• _Quoted passage_

##########

A comprehensive review by Stanford University of 66 studies showed how environmental education drives better environmental literacy development, cognitive development, and social and emotional development.
Planet Ed, an initiative of the Energy and Environment Program of the Aspen Institute, shows that three out of four Americans (74%) feel they have a "moral obligation" to make the world a better place by addressing climate change not only for their own children and grandchildren but for all children to come.
Stanford Center on Early Childhood’s RAPID-EC survey highlights that most families are worries about environmental issues and have experienced extreme weather.
What I’m listening to -
We The Children, a podcast by Zachary, an 11-year old about awareness and solutions to climate change.
What I’m reading -
The Earth and I by Frank Asch celebrates friendship that one child has with the Earth. They play together, listen to each other, and nourish each other. But when the Earth is sad, the child is sad, so he finds a way to make his friend, the Earth, happy.
Also, another child book favorite is The Water Hole by Graeme Base, an extraordinary book that teaches counting, inquiry, curiosity about animal friends and water resources in a changing planet. I will admit that I spent countless hours with it as a parent.

##########

• _Given data_
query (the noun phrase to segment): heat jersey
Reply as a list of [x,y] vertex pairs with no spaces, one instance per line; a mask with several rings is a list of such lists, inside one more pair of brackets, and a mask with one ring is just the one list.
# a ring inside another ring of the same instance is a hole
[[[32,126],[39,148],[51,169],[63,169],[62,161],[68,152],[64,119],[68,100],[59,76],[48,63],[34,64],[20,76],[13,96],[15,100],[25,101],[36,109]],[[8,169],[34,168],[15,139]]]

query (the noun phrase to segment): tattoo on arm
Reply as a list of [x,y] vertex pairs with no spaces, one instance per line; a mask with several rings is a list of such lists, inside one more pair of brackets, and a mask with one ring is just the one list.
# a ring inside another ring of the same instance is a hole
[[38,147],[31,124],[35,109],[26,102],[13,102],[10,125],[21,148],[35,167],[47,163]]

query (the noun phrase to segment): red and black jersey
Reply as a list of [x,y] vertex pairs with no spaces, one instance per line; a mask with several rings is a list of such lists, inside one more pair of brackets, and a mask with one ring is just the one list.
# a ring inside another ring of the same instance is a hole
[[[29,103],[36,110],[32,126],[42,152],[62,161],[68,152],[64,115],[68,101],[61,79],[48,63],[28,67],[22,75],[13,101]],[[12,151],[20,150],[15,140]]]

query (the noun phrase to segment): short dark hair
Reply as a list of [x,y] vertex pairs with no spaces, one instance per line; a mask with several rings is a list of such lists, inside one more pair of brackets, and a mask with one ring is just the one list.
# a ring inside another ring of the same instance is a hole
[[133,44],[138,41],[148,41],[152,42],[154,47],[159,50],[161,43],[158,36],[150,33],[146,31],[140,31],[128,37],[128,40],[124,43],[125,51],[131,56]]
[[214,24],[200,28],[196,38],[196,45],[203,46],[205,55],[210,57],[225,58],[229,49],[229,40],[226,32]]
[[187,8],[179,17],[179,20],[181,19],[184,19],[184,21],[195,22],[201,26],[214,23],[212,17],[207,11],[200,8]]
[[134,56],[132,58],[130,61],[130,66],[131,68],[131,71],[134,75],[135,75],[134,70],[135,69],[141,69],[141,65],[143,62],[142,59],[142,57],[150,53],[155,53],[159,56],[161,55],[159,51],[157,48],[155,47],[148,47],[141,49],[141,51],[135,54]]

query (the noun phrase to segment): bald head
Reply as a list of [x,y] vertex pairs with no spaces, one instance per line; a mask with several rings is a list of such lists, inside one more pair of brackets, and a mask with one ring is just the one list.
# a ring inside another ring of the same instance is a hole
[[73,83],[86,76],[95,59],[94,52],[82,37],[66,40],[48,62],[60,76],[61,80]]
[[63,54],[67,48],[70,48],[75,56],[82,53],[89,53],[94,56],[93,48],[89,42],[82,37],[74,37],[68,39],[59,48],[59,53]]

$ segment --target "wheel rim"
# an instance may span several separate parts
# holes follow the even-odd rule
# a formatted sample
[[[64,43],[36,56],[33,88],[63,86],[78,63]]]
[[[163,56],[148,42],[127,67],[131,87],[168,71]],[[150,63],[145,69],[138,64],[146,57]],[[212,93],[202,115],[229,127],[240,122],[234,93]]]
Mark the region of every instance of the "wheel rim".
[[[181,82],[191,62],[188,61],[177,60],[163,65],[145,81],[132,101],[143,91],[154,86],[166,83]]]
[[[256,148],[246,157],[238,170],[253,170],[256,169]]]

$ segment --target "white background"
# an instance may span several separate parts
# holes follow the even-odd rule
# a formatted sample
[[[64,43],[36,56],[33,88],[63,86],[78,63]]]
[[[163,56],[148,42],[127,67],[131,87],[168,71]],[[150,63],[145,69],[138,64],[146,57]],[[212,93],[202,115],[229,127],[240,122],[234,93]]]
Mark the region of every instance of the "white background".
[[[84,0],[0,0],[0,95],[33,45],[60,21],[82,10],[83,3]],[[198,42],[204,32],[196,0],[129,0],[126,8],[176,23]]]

##########

• _Brief A_
Translate into French the following sentence from the passage on environmental education: "They play together, listen to each other, and nourish each other."
• _Brief B_
Reproduce verbatim the lines of the listing, starting at the line that contains "query (the noun phrase to segment): bald head" and ending at the line that contains "[[[256,148],[246,157],[238,170],[253,170],[256,169]]]", both included.

• _Expected output A_
Ils jouent ensemble, s'écoutent l'un l'autre et se nourrissent mutuellement.

• _Expected output B_
query (the noun phrase to segment): bald head
Reply as a list of [x,y] vertex pairs with no spaces, one instance per line; a mask with several rings is a list of such lists, inside one more pair of brackets, and a mask with one ring is just the one list.
# a ring inside another ring of the same instance is a hole
[[73,83],[86,76],[95,59],[94,52],[82,37],[66,40],[48,62],[60,76],[61,80]]
[[63,54],[67,48],[70,48],[75,56],[82,53],[89,53],[94,56],[93,48],[89,42],[82,37],[74,37],[68,39],[59,48],[59,53]]

$ segment --target "wheel rim"
# an instance may span several separate parts
# holes follow the even-odd rule
# a formatted sample
[[[64,43],[36,56],[33,88],[63,86],[78,63]]]
[[[163,56],[148,42],[127,67],[131,87],[168,71]],[[150,63],[145,69],[138,64],[146,57]],[[212,93],[202,115],[229,127],[240,122],[234,93]]]
Mark the region of every instance of the "wheel rim".
[[[181,82],[191,62],[188,61],[177,60],[163,65],[145,81],[132,101],[143,91],[154,86],[166,83]]]
[[[256,148],[246,157],[238,170],[253,170],[256,169]]]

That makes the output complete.